▶ Extracted text
▽

Abstract Expressionism Art

History

The artists related to this movement were a group of very diverse individuals, who came together in New York’s Greenwich village. The major ones were Jackson Pollock, Mark Rothko, Barnett Newman, Lee Krasner, Mark Tobey, Kenneth Noland, Robert Motherwell, Franz Kline, and William de Kooning. Their works vary greatly; from the brooding melancholic works of Rothko to the more flamboyant pieces of Pollock. This movement promoted the painting of abstract work instead of any representation. It was greatly criticized by the critics who considered it to be too avant-garde due to its lack of figuration and bold brush strokes. Due to the depression, and crisis brought on by the war, the artists started to depict human vulnerability.

Description

Several artists during the above mentioned period, started experimenting with different shapes and colors. They broke away from conventional painting styles, and painted huge canvases in blue, orange, red, or other bold colors. The movement is characterized by splattering of paint and powerful brush strokes. The artists preferred larger canvases that were positioned on the floor over canvases that were easel bound and moderate. The focus of this art was not in mere portrayal of objects, but the expression of emotions. There was in fact, an almost aggressive application of paint, which created a highly intense and dynamic imagery. Jackson Pollock created a revolutionary new technique of splattering and pouring thinned oil paint into a canvas, which was laid on the ground instead of being supported by easels.

△

▶ Your tasks
• A. According to the text on abstract expressionism, why did critics attack the movement? Answer in one to three sentences.
• B. Answer these questions using the text on abstract expressionism:
(i) In what part of New York did the artists of this movement come together?
(ii) Which three colors are named for the huge canvases these artists painted?
(iii) What kind of paint did Jackson Pollock splatter and pour onto canvases laid on the ground?
• C. Continue the text on abstract expressionism from the point where it stops.

▶ Excerpts of location labeling data
▽

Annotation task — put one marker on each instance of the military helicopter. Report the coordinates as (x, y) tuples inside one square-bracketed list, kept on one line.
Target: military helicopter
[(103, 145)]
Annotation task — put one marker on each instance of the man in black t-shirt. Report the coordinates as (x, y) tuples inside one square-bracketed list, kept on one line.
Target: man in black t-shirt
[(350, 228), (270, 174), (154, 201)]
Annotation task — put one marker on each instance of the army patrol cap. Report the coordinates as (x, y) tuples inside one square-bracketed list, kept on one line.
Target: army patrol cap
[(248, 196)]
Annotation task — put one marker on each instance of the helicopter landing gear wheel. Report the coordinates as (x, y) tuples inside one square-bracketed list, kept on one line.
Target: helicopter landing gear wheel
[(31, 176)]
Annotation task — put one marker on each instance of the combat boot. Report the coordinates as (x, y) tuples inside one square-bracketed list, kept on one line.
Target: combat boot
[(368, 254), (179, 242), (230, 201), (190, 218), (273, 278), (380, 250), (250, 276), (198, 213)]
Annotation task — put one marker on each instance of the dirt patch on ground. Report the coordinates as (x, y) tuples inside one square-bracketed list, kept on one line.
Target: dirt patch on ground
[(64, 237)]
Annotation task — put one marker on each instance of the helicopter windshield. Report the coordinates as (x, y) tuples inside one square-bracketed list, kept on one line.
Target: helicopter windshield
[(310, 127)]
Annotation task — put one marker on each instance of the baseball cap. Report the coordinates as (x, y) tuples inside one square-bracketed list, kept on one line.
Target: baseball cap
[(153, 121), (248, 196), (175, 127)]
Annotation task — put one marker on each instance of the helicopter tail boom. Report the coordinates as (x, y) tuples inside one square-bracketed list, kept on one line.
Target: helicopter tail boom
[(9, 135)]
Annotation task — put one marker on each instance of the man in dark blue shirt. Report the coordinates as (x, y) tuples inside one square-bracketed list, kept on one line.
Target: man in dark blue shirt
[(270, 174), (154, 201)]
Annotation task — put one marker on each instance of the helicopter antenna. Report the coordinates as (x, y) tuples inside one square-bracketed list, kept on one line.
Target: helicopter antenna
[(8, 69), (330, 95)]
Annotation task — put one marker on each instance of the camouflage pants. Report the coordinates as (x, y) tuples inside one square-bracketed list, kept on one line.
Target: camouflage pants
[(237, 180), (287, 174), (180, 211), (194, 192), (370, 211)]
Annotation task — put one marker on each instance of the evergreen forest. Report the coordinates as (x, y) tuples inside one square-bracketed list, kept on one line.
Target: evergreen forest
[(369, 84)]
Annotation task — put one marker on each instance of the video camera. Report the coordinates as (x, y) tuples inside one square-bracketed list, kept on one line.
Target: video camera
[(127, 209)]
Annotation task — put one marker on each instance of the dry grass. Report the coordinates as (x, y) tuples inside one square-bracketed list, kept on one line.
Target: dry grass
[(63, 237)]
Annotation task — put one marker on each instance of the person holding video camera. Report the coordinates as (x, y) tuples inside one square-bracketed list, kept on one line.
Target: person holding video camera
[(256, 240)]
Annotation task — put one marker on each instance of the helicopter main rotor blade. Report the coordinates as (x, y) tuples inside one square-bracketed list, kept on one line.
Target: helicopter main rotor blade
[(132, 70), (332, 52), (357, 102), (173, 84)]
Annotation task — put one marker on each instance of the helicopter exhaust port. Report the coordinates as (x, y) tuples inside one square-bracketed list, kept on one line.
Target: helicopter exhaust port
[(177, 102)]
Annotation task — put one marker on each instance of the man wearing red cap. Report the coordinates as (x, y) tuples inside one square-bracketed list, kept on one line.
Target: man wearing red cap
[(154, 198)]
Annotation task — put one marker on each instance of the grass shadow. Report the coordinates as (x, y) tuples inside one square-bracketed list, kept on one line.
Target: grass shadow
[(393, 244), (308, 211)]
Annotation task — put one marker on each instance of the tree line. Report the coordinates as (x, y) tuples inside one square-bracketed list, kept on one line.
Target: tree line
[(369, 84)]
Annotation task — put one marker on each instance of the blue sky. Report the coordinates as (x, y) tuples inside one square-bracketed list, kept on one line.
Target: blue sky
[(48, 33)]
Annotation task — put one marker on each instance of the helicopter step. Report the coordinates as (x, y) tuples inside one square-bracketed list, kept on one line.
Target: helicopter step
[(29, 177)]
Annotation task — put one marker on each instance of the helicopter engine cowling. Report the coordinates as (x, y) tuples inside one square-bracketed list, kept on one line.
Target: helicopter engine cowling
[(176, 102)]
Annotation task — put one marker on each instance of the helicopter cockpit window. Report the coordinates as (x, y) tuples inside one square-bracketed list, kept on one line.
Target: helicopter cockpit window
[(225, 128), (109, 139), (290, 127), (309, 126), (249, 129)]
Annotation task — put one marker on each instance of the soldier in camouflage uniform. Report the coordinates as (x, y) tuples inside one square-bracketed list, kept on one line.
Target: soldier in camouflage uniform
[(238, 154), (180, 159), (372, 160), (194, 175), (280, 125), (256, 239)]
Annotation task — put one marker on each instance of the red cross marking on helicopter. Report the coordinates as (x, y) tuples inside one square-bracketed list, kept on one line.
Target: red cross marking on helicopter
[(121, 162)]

△

▶ Solved tasks
• A. Critics attacked the movement because they considered it too avant-garde. They objected to its lack of figuration and its bold brush strokes.

• B.
(i) Greenwich Village
(ii) Blue, orange, and red
(iii) Thinned oil paint

• C.
Broadly speaking, this art consisted of two streams – Color Field Painting and Action Painting. The former was developed during the early part of 1960s, and involved creating art that was based on simplified and larger than life color dominated fields. The compositions were huge colored areas with no recognizable forms or signs. The artist’s goal was to create a work of art, which was sublime and ethereal, rather than plainly beautiful. Rothko in particular painted soft blurring rectangles of luminescent color, which never failed to impress the viewers. In addition to Mark Rothko, Ellsworth Kelly and Helen Frankenthaler were some other painters, which were associated with this type of painting. Action Painting arose prior to Color Field Painting (between the 1940s and 1950s), and was practiced by artists such as Jackson Pollock, Willem de Kooning, and Franz Kline.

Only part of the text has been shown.